══ Verilen metin

Roma imparatoro Marcus Avrelius döneminde imparatorun manevi babasının adıyla “Antion” olarak anıldı.
Bizans İmparatoru Konstantin bu şehri yeniden kurunca buraya kendi adını verdi. Şehre “Konstantin veya Konstanpolis” adı verildi. Araplar “Kostantiniye, Romalılar Konstantinopolis” demişlerdir. Daha sonra bu ismin kısaltılmış şekli olan “Stin-polis” deyimi kullanıldı. İşte İstanbul bu “Stin-Polis” şehrinden türetildi.
Türkler burayı alınca Müslüman şehir anlamında “İslambol” adını verdiler. Fakat daha sonra İstanbul olarak değiştirildi.

════

## Problem
İstanbul'un adlarını anlatan metne göre Türkler şehri aldıklarında ona hangi adı verdi? Lütfen tek cümleyle yanıtlayın. Metnin ardından gelen satırlar ondan bağımsız bir malzemedir.

══ Veri kümesi içeriği

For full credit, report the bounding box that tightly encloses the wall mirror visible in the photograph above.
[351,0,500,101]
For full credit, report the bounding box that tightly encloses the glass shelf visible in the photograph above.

════

## Tamamlanan alıştırma
Türkler şehre Müslüman şehir anlamında “İslambol” adını verdi.